**Exercise prompt:** Keep only the lines of the entries below that contain the word "fence", and copy each one out.

**Provided material:**
######

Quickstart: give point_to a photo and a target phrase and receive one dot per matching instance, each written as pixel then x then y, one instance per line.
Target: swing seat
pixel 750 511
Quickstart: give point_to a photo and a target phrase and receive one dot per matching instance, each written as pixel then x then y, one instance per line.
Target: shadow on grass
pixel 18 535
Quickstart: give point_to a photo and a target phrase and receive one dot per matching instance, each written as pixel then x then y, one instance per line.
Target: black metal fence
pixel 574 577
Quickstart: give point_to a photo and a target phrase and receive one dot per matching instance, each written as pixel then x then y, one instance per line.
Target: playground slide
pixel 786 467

######

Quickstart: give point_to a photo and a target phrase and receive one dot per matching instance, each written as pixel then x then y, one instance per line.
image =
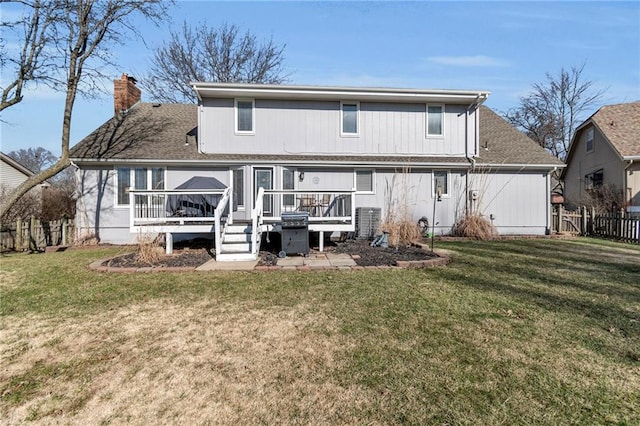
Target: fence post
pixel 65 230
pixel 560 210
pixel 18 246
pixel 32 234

######

**Solution to the exercise:**
Target: black metal fence
Target: fence post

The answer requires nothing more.